Saved entries:

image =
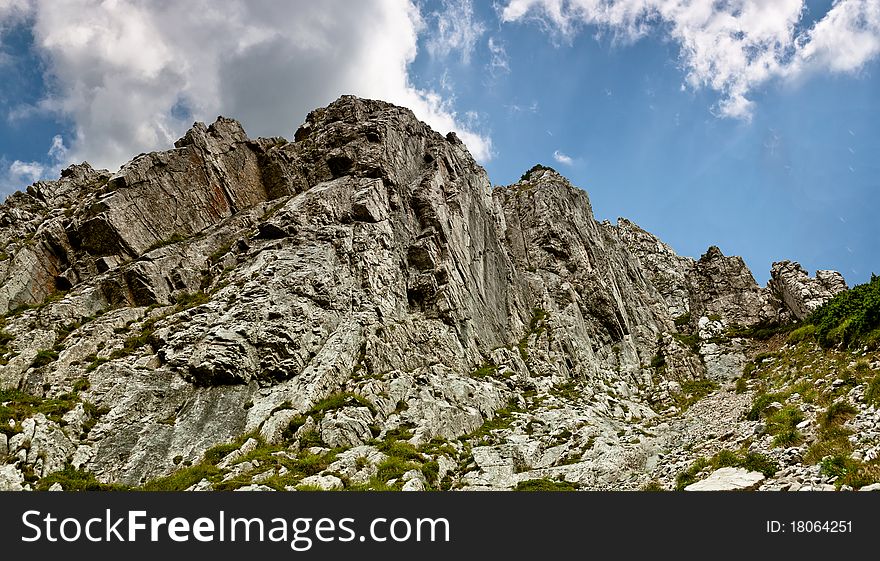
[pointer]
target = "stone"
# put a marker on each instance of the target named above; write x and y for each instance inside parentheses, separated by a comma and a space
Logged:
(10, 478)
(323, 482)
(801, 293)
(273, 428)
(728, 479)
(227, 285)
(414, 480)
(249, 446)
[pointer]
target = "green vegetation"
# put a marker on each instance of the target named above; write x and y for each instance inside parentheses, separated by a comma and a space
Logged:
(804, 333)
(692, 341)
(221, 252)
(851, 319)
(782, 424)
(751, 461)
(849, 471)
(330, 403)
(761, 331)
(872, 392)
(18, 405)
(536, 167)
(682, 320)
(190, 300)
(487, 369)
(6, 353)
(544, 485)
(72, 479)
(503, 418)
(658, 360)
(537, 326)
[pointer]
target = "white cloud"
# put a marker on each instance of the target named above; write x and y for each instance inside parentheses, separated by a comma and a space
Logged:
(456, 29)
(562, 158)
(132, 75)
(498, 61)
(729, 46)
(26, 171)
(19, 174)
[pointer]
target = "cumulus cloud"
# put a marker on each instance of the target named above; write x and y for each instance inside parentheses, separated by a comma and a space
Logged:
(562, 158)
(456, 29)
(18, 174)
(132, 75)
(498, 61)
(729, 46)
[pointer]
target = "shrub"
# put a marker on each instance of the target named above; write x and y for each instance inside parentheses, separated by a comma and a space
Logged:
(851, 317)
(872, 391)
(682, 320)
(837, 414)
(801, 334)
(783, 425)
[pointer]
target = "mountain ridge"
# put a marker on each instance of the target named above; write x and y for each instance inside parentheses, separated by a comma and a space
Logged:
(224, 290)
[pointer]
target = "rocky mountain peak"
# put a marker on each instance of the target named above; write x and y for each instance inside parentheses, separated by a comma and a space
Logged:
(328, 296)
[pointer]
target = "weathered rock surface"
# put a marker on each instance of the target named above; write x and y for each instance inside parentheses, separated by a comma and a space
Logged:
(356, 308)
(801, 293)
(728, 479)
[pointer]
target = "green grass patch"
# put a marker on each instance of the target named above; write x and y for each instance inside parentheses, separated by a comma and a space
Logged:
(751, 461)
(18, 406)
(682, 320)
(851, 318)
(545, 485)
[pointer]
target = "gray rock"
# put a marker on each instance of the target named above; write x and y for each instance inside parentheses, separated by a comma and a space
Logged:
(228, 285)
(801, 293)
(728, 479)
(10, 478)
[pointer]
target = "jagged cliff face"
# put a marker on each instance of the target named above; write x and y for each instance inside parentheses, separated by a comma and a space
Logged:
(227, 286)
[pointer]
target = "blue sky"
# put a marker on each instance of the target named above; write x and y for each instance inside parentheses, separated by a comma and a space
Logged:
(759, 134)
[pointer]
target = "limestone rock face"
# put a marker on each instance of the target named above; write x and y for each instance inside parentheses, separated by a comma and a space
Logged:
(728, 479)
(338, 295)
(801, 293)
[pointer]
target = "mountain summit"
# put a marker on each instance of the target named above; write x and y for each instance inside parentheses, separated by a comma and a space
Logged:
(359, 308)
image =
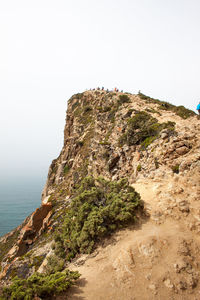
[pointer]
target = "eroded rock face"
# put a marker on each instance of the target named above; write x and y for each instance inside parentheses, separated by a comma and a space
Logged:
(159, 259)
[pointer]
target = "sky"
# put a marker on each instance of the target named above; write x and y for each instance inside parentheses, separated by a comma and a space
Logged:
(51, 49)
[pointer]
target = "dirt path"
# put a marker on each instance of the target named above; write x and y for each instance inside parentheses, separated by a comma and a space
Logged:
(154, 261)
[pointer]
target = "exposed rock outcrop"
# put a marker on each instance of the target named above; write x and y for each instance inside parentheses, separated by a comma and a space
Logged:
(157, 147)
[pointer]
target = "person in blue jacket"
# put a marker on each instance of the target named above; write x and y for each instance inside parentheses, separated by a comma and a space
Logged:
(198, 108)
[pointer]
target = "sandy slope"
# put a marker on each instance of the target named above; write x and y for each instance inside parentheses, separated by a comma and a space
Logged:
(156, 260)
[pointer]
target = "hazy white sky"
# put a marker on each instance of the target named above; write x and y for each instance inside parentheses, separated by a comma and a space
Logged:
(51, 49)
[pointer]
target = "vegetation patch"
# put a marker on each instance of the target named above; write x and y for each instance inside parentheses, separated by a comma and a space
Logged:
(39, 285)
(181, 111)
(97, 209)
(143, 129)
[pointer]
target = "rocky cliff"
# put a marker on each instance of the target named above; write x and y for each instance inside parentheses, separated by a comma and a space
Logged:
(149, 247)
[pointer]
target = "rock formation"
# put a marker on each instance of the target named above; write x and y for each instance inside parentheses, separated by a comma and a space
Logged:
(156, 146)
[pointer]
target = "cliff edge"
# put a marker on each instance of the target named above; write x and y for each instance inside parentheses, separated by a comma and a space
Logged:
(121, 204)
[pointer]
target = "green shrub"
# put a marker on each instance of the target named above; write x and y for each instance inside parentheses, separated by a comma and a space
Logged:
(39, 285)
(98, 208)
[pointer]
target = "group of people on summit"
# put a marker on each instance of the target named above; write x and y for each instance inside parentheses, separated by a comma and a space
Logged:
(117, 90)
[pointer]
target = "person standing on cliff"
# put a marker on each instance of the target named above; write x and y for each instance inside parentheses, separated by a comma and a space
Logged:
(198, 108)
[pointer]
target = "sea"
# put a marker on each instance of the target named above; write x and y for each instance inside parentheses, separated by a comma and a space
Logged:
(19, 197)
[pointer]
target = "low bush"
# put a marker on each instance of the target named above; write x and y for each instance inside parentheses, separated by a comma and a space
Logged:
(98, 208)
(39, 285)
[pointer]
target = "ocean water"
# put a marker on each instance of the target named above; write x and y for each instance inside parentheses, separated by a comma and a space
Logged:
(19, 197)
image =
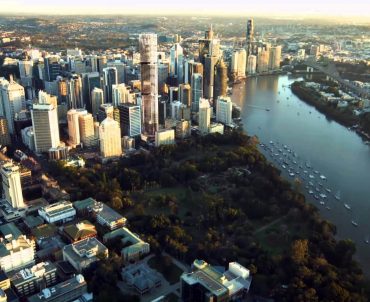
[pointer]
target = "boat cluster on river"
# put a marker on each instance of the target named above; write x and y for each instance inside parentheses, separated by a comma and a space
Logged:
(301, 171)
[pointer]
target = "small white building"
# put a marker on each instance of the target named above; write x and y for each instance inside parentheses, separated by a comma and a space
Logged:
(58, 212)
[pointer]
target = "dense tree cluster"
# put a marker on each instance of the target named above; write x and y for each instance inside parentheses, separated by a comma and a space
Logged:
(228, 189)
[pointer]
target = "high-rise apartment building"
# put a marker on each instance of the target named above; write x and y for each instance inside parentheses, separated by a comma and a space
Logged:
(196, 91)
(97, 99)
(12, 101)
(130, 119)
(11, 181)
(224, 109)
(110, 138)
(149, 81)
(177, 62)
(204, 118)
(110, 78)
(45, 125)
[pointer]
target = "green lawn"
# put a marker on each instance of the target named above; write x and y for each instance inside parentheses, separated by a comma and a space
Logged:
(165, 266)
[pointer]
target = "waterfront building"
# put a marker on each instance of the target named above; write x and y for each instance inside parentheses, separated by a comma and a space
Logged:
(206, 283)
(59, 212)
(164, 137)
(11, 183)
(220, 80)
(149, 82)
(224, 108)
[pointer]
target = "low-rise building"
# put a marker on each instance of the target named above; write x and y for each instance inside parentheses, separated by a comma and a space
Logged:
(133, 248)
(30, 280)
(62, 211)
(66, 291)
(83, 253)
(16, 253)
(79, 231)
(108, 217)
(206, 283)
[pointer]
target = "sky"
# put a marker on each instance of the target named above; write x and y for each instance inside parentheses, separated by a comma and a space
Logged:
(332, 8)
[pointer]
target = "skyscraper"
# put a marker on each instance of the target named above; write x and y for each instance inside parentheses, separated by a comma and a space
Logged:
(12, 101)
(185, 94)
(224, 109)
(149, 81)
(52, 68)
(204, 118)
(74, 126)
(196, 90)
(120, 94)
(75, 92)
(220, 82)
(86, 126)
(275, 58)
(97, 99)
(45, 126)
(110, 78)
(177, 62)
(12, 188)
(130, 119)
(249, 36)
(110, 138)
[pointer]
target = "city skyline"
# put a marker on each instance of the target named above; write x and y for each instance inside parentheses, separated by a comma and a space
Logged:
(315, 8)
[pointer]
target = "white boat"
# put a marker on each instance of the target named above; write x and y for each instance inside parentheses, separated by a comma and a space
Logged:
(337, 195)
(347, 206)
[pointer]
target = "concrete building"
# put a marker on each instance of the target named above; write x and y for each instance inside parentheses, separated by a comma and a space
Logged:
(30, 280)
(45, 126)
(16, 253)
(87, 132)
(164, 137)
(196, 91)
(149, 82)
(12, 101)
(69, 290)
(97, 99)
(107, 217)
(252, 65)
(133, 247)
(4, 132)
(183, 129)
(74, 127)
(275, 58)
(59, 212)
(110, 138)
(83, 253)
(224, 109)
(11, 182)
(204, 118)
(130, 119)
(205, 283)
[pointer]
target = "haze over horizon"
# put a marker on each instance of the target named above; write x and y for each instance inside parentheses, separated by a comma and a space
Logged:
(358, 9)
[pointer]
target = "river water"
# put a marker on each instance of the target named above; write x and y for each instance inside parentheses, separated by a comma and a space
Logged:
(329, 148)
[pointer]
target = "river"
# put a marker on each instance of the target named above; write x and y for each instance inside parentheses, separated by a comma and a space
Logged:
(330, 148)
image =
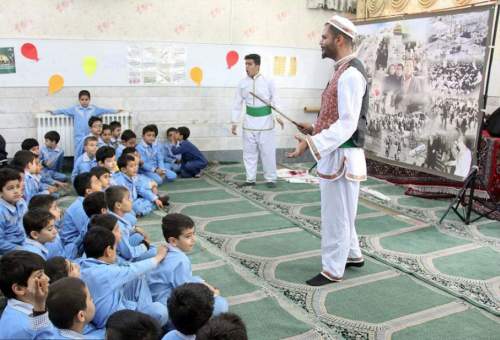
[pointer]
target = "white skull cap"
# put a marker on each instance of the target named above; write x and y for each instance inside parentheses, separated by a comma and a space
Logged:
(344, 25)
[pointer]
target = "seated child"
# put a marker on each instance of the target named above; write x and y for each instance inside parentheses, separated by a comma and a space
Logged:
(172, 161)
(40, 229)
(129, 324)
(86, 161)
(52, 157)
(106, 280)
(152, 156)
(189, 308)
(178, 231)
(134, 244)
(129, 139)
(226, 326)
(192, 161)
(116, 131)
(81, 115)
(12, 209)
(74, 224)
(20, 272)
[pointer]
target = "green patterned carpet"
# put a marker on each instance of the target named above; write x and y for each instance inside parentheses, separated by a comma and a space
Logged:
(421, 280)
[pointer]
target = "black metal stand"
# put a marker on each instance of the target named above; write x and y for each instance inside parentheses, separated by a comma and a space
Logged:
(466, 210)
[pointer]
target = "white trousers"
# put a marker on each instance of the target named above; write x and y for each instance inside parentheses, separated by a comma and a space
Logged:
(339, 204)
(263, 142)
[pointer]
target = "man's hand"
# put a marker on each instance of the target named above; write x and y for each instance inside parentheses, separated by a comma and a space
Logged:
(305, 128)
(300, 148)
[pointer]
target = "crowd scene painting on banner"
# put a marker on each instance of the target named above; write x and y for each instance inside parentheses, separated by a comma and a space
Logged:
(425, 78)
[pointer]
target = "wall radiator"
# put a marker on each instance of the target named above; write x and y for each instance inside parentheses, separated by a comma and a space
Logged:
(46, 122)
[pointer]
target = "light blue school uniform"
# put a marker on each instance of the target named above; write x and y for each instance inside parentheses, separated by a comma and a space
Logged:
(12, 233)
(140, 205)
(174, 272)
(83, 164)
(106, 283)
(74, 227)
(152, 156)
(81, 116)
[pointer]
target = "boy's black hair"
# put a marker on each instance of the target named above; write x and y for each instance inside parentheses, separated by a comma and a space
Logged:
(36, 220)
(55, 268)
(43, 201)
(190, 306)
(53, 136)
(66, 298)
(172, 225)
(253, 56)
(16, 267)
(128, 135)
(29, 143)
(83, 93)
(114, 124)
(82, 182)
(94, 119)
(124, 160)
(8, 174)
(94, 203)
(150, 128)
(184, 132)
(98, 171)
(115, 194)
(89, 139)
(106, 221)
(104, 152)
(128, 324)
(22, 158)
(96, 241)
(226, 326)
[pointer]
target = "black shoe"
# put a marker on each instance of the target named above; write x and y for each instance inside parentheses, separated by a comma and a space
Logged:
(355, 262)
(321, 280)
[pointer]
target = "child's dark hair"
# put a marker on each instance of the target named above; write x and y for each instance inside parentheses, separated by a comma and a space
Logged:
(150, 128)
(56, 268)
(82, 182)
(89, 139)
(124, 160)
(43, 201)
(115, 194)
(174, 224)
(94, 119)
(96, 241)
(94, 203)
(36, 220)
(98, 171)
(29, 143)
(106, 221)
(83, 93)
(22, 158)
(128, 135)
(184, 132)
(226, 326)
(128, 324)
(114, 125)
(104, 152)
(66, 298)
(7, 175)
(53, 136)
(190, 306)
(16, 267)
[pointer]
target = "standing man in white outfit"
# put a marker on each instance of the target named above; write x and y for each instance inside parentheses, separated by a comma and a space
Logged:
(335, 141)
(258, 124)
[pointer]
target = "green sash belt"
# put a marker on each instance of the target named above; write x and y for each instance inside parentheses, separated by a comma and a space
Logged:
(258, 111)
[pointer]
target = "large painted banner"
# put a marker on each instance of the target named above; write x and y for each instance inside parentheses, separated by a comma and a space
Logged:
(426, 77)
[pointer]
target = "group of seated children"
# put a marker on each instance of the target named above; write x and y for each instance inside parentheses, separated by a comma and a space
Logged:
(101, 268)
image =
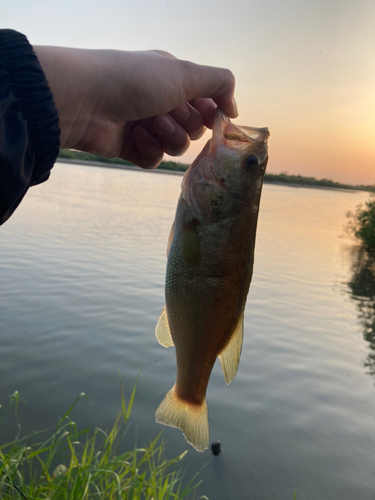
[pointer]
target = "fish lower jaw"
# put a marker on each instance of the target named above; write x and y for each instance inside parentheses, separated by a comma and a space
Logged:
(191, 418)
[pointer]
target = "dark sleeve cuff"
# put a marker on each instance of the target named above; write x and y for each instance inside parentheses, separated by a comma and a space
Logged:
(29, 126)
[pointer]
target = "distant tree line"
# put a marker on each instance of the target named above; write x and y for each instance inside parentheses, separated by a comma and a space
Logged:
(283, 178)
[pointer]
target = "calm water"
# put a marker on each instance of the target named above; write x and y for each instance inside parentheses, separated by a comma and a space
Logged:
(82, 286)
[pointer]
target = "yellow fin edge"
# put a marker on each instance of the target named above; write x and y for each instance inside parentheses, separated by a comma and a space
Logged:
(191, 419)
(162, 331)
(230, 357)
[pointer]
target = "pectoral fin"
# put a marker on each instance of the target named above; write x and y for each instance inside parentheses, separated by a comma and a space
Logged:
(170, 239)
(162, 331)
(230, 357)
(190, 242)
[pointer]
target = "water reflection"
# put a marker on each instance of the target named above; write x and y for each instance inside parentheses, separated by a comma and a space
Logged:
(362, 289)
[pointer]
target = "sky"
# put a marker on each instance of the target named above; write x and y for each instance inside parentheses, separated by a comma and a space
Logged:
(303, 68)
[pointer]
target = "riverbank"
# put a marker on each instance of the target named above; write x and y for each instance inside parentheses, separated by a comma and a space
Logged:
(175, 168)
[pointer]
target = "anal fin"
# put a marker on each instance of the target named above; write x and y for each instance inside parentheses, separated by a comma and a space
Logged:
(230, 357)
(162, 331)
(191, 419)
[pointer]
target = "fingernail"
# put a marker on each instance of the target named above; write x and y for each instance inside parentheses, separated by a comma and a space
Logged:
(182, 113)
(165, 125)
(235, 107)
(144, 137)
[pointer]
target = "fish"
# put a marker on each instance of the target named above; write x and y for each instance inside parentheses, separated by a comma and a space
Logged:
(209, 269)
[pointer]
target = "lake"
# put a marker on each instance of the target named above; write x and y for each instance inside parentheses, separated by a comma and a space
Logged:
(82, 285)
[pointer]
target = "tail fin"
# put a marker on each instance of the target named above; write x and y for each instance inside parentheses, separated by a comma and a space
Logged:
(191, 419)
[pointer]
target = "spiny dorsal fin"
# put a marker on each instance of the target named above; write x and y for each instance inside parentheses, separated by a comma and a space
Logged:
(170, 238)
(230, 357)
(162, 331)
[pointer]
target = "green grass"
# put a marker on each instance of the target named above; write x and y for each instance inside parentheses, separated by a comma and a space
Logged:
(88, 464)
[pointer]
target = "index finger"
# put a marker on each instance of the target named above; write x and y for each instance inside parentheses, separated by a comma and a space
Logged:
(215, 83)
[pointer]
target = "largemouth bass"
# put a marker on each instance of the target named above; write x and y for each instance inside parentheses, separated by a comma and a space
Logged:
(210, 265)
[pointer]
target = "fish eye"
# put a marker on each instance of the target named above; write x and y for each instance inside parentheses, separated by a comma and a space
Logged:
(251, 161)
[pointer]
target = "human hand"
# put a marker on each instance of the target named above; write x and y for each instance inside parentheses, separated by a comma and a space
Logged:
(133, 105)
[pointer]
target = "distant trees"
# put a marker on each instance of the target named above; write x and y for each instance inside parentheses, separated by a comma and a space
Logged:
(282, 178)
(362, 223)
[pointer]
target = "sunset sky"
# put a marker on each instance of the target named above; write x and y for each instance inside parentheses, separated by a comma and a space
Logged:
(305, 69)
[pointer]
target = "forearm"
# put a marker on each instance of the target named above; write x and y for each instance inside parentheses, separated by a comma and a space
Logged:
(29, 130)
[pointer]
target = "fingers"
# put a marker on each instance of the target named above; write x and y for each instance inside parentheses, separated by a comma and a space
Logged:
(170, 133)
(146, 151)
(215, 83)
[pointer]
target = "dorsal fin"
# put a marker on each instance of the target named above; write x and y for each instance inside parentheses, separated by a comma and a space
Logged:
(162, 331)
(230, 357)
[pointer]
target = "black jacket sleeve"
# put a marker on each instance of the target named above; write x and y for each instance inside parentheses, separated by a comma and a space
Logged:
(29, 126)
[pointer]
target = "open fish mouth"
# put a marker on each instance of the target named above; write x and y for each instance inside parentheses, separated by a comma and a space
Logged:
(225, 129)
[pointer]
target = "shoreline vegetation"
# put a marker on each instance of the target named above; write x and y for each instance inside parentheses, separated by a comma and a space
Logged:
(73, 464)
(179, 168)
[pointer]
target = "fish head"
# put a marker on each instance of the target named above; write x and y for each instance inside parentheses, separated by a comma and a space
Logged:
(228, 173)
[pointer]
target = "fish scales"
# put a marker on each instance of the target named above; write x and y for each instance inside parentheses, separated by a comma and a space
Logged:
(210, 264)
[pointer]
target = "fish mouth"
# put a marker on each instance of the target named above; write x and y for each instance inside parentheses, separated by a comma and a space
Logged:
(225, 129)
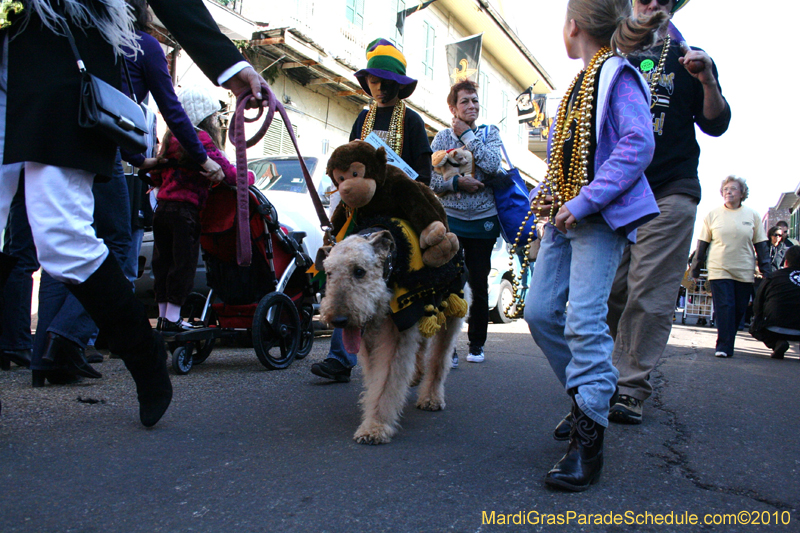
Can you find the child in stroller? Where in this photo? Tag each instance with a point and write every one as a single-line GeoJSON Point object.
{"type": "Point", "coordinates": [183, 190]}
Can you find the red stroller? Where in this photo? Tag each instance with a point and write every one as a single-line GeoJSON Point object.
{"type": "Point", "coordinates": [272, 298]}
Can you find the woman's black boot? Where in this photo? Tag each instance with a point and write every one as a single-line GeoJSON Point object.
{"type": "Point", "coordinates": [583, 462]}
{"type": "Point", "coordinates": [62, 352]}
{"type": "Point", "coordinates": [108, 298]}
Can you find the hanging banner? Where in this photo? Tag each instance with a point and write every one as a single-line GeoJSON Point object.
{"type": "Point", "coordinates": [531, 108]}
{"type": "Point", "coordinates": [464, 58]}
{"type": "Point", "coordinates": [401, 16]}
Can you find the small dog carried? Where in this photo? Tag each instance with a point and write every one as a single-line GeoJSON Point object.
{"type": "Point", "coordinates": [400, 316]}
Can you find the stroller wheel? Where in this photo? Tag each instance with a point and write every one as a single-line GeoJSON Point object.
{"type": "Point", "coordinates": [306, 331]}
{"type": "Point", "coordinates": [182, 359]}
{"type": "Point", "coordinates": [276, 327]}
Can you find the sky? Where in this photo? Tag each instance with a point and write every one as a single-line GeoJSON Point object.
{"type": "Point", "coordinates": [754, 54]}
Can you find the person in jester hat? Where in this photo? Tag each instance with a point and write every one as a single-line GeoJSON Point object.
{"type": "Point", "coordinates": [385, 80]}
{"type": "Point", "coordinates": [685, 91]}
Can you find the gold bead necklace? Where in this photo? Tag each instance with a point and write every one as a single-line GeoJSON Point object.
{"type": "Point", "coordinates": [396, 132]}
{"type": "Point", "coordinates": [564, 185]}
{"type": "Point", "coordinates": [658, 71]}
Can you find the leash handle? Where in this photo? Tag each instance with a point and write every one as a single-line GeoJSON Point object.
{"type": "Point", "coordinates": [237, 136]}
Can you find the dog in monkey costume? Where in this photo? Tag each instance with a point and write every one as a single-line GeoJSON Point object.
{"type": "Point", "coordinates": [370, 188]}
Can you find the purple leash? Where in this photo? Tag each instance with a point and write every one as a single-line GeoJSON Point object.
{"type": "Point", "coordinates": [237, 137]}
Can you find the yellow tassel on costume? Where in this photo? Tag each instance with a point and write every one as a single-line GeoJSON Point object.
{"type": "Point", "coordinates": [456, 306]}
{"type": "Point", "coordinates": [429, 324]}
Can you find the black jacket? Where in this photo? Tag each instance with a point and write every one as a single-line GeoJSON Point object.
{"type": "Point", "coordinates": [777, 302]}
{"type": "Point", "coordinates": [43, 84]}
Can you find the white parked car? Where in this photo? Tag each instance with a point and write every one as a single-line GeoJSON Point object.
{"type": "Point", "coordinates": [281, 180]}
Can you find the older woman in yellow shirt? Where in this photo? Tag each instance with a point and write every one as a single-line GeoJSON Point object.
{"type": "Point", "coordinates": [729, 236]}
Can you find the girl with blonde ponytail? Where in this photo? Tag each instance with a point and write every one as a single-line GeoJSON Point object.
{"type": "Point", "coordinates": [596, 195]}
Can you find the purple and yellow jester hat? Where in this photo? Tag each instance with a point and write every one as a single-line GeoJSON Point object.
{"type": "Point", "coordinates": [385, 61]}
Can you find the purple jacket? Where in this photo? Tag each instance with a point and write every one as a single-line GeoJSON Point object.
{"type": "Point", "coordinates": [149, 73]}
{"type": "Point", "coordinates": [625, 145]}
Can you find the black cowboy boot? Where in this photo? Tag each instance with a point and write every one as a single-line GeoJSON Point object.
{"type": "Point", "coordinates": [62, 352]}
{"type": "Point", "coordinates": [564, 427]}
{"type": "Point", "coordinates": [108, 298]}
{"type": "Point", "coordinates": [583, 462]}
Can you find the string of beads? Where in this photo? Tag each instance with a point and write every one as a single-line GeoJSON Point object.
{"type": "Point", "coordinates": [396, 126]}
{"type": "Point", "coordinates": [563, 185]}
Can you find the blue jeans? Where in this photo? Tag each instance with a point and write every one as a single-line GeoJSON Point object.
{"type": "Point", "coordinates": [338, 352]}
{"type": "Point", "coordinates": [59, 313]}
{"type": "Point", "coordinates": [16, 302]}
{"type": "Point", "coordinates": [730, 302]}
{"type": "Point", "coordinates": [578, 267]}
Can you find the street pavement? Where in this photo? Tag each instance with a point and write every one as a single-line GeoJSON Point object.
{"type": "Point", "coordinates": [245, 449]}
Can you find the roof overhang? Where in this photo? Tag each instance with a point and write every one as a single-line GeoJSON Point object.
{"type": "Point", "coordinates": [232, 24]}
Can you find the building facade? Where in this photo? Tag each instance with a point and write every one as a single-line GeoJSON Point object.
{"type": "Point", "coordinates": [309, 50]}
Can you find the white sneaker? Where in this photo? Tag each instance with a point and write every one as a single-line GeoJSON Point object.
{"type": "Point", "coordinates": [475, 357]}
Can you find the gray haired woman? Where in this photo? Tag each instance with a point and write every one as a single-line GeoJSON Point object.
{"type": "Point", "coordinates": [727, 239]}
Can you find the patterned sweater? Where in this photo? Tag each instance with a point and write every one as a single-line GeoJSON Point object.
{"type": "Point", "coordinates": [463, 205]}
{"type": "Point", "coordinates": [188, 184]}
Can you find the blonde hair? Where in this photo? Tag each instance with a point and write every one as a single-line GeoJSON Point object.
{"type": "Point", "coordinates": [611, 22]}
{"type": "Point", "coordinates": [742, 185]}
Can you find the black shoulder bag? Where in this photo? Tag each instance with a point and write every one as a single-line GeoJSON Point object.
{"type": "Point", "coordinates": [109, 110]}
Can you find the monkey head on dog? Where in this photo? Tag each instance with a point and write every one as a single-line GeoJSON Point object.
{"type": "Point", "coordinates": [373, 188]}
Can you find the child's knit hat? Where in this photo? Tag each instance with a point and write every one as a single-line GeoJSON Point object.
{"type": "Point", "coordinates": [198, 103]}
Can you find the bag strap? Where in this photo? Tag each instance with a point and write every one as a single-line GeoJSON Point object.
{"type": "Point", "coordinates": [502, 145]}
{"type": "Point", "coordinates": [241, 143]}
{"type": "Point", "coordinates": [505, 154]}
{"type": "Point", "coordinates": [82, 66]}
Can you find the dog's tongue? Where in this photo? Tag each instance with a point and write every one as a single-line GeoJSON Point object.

#### [Your instructions]
Of the lines in the data above, some may include the word "vegetation"; state how many, with no added words.

#### [Your response]
3